__SHORT PROBLEM__: Scale the rows from the line containing "job | pin one point per instance of the white" up to and including the line containing "[(189, 493), (211, 452), (135, 574)]". Reproduce only those lines, requests included, with every point coordinate in the answers multiplied by 0.75 and rounded to a whole number (halves round up), and keep the requests themselves unchanged.
-- start of EXERCISE MATERIALS --
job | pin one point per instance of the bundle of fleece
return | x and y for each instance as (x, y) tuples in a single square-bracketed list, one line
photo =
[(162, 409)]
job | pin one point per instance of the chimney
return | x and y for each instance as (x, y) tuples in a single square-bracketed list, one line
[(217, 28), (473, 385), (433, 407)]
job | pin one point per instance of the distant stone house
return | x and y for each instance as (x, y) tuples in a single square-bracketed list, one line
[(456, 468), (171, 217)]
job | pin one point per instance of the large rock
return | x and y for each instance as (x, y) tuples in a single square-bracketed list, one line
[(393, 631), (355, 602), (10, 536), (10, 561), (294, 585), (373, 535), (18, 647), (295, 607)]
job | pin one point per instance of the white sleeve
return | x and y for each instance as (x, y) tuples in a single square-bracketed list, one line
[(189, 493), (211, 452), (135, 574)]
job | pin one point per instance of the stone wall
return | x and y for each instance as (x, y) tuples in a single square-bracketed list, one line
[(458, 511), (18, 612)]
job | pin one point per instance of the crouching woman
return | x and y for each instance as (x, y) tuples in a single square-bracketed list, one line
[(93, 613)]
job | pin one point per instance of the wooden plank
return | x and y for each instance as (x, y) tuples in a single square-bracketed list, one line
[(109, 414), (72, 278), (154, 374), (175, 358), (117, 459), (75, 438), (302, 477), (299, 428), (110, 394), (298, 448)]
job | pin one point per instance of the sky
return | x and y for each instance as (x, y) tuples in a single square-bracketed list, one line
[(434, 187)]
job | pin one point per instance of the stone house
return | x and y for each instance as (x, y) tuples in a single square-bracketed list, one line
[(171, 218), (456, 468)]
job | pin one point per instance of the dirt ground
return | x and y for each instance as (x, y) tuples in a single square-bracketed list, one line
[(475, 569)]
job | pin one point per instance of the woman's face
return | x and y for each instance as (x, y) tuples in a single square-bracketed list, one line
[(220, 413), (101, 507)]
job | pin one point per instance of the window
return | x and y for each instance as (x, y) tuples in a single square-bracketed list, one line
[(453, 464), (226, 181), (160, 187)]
-- end of EXERCISE MATERIALS --
__RESPONSE TO THIS EXERCISE__:
job | pin one point per instance of the white sleeve
return | x and y for each instance as (x, y) tuples in a single square-bracketed list, one line
[(142, 370), (158, 339), (101, 431)]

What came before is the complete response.